Exercise: Set down, word for word, the stretch of lines from the one containing "Question 11: Identify the seedling" to the end of the records below.
>> BEGIN Available records
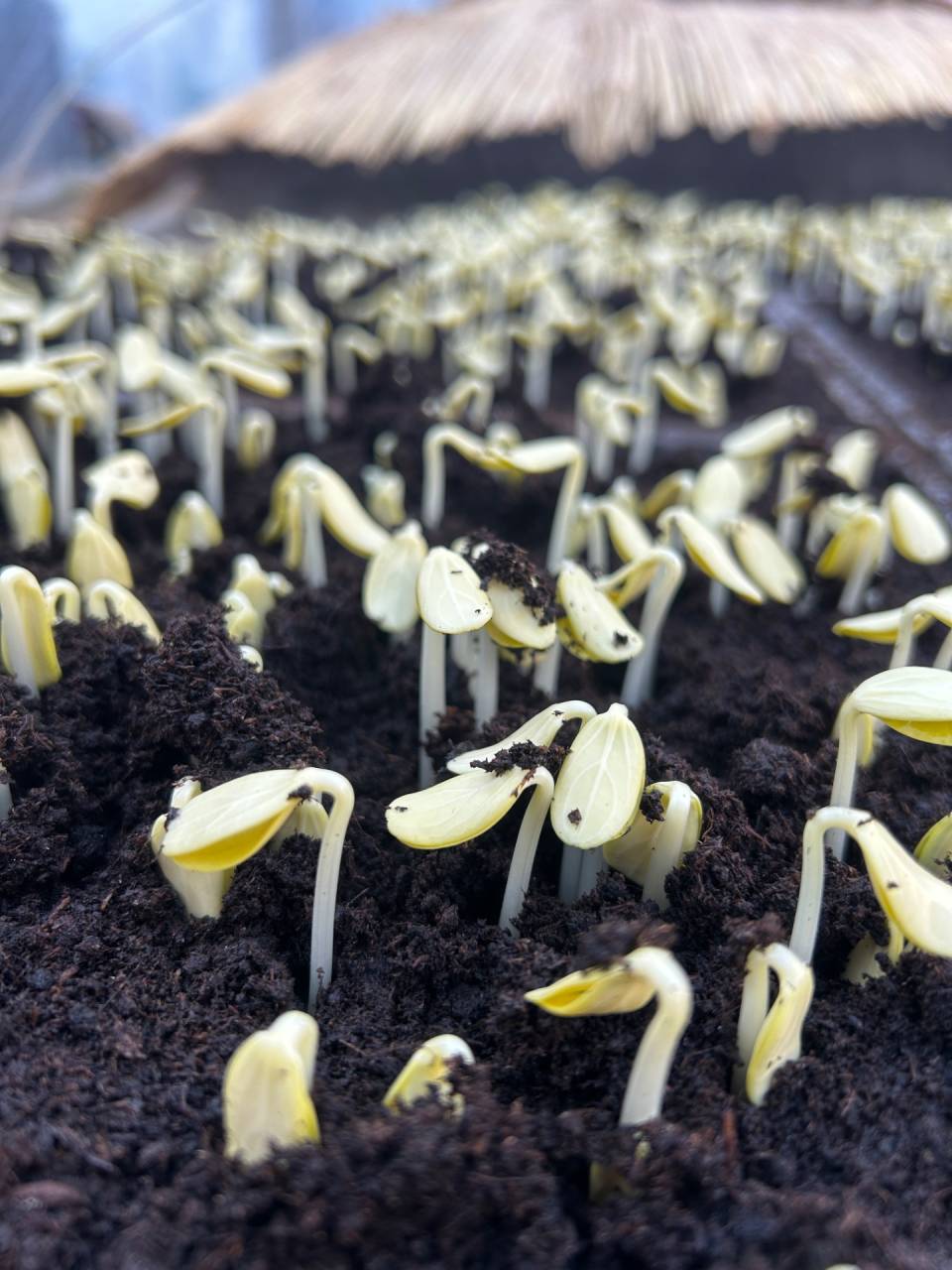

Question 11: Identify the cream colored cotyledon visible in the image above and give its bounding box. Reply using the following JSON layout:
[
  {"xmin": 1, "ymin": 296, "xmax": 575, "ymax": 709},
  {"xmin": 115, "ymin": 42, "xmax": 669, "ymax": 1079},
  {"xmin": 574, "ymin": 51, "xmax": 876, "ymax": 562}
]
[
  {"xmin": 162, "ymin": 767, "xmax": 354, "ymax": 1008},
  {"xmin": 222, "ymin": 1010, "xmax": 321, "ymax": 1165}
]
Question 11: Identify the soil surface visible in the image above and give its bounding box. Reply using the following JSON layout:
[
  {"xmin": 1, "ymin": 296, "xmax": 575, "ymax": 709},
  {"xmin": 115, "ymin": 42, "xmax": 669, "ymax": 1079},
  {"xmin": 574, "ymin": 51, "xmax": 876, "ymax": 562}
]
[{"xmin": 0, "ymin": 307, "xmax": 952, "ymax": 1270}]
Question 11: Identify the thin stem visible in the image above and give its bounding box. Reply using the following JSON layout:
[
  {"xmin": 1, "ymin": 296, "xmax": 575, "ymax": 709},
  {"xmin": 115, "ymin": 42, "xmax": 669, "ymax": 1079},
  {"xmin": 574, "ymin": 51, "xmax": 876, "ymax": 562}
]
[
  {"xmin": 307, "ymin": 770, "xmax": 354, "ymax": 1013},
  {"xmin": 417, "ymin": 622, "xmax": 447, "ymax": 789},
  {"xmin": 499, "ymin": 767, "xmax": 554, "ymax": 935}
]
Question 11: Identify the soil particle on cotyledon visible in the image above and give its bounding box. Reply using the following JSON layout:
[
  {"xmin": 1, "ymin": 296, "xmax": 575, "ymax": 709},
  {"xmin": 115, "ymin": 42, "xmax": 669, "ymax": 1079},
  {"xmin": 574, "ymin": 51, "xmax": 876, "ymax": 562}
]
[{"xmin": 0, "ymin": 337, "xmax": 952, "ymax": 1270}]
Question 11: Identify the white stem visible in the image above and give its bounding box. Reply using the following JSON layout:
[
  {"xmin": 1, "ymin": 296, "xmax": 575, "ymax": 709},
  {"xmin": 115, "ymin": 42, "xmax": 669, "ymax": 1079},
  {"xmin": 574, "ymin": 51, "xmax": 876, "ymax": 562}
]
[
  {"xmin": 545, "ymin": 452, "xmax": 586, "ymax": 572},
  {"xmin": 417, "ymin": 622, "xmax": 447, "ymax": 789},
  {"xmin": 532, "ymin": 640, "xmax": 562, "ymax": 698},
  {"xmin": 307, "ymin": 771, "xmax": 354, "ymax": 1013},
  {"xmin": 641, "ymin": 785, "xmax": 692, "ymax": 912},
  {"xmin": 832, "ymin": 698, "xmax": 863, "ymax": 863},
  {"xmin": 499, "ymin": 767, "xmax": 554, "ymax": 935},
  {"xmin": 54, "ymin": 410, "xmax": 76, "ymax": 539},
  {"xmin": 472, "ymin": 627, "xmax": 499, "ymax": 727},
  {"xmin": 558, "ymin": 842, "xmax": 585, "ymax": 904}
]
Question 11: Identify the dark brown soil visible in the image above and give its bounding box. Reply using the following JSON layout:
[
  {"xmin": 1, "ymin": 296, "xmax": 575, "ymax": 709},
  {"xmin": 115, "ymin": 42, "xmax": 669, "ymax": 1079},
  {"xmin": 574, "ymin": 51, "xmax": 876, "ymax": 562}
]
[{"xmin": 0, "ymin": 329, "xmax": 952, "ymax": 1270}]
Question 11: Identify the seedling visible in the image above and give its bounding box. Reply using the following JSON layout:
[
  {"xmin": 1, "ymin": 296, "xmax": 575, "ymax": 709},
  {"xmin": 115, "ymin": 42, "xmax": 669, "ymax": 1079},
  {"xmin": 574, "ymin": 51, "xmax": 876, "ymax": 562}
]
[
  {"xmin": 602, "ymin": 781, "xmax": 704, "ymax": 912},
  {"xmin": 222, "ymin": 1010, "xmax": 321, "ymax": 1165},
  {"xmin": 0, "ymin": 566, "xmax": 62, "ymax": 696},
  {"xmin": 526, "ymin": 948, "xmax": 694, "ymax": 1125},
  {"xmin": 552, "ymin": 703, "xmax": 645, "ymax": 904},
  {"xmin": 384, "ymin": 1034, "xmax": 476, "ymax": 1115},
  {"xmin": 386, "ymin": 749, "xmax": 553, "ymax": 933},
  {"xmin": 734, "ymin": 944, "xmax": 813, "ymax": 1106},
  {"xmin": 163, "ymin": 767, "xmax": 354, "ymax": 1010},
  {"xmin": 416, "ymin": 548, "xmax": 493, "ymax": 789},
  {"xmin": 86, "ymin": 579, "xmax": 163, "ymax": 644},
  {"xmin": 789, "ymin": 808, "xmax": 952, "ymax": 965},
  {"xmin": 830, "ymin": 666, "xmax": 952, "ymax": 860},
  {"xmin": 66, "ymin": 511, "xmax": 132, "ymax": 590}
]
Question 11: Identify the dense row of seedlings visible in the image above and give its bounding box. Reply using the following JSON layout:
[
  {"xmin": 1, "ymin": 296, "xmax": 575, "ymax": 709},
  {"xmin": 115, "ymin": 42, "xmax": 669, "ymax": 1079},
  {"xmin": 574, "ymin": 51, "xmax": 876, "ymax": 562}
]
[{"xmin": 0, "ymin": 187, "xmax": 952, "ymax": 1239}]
>> END Available records
Worked answer:
Question 11: Identify the seedling visible in the image above and give its bounding box. Reply using the following JSON layout:
[
  {"xmin": 1, "ymin": 296, "xmax": 575, "ymax": 709},
  {"xmin": 115, "ymin": 42, "xmax": 669, "ymax": 1079},
  {"xmin": 574, "ymin": 51, "xmax": 876, "ymax": 562}
]
[
  {"xmin": 602, "ymin": 781, "xmax": 704, "ymax": 912},
  {"xmin": 222, "ymin": 1010, "xmax": 321, "ymax": 1165},
  {"xmin": 0, "ymin": 566, "xmax": 62, "ymax": 696},
  {"xmin": 526, "ymin": 948, "xmax": 694, "ymax": 1125},
  {"xmin": 552, "ymin": 703, "xmax": 645, "ymax": 904},
  {"xmin": 384, "ymin": 1034, "xmax": 476, "ymax": 1115},
  {"xmin": 386, "ymin": 749, "xmax": 553, "ymax": 933},
  {"xmin": 734, "ymin": 944, "xmax": 813, "ymax": 1106},
  {"xmin": 163, "ymin": 767, "xmax": 354, "ymax": 1010},
  {"xmin": 416, "ymin": 548, "xmax": 493, "ymax": 789},
  {"xmin": 86, "ymin": 579, "xmax": 163, "ymax": 644},
  {"xmin": 789, "ymin": 808, "xmax": 952, "ymax": 965},
  {"xmin": 830, "ymin": 666, "xmax": 952, "ymax": 860},
  {"xmin": 66, "ymin": 511, "xmax": 132, "ymax": 590}
]
Question 11: Identify the dense row of seedlings visible in the image above and give its bounding box. Reply using the following JSON layout:
[
  {"xmin": 1, "ymin": 296, "xmax": 575, "ymax": 709},
  {"xmin": 115, "ymin": 42, "xmax": 669, "ymax": 1079},
  {"xmin": 574, "ymin": 51, "xmax": 876, "ymax": 562}
]
[{"xmin": 0, "ymin": 187, "xmax": 952, "ymax": 1239}]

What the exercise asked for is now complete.